Material for this exercise:
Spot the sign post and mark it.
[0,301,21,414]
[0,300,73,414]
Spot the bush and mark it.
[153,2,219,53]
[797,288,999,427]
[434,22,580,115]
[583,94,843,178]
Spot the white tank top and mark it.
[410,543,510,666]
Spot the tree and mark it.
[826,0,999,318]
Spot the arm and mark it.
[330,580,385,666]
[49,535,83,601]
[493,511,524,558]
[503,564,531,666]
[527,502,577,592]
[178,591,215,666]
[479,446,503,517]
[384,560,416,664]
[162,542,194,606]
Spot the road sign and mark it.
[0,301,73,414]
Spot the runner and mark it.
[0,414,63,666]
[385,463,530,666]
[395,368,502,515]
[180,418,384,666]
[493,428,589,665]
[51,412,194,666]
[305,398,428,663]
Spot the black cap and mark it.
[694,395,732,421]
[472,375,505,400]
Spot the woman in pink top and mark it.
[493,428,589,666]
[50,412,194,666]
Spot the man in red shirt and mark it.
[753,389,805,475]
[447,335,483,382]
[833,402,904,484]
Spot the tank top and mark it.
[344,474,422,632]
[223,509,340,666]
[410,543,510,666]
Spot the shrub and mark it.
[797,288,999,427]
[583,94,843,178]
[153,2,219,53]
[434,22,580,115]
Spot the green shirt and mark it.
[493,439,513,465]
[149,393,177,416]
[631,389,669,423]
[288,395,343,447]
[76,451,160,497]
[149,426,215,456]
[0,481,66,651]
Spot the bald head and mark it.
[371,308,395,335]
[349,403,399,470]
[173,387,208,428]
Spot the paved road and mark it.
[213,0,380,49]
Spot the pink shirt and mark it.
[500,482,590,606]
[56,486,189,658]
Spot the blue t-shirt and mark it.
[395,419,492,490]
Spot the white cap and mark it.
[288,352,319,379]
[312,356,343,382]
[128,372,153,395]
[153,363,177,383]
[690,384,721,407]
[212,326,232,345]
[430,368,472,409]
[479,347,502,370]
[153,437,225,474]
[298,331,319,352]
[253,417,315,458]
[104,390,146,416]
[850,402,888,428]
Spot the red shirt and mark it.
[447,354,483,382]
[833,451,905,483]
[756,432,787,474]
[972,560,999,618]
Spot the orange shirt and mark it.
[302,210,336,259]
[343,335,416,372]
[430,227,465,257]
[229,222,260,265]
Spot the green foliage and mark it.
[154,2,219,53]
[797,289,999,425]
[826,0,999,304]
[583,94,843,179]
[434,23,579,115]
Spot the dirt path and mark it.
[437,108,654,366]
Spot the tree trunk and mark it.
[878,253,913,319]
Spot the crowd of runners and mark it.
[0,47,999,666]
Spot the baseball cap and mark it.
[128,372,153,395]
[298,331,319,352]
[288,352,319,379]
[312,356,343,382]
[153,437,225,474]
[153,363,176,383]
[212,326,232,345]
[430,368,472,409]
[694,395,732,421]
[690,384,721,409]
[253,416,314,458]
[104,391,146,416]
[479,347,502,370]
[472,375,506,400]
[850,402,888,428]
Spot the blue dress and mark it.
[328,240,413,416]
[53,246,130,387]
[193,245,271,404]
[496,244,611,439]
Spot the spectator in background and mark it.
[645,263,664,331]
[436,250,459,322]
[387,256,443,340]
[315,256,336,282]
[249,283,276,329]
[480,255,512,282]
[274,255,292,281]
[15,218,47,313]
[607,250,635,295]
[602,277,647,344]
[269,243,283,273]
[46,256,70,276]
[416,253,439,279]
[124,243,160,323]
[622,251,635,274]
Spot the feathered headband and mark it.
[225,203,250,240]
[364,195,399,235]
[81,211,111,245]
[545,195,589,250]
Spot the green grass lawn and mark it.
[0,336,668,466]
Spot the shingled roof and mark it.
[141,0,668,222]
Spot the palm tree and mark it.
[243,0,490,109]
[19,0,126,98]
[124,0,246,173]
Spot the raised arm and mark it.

Required work: Rewrite the part of the records above that opens with the line containing "Spot the arm and mark it." and closes with the line containing "[50,412,194,666]", keeping the requests unchanged but multiplying every coordinate in the boxes by 0.2 and rounding each result to a whole number, with halves rounded up. Give only those lines.

Task response:
Spot the arm and mark it.
[66,116,77,133]
[10,107,17,120]
[99,102,105,112]
[101,113,106,133]
[105,100,115,118]
[36,118,43,133]
[96,89,101,103]
[77,112,83,133]
[32,108,39,121]
Spot the road sign and mark it.
[0,60,15,83]
Spot the runner and mark it.
[0,83,13,133]
[77,93,106,133]
[79,74,100,103]
[36,84,77,133]
[99,86,118,133]
[10,82,39,133]
[61,80,86,133]
Spot the black cap and mark it.
[139,79,146,84]
[94,75,101,80]
Spot the woman in pink top and mark it.
[99,86,118,133]
[10,82,39,133]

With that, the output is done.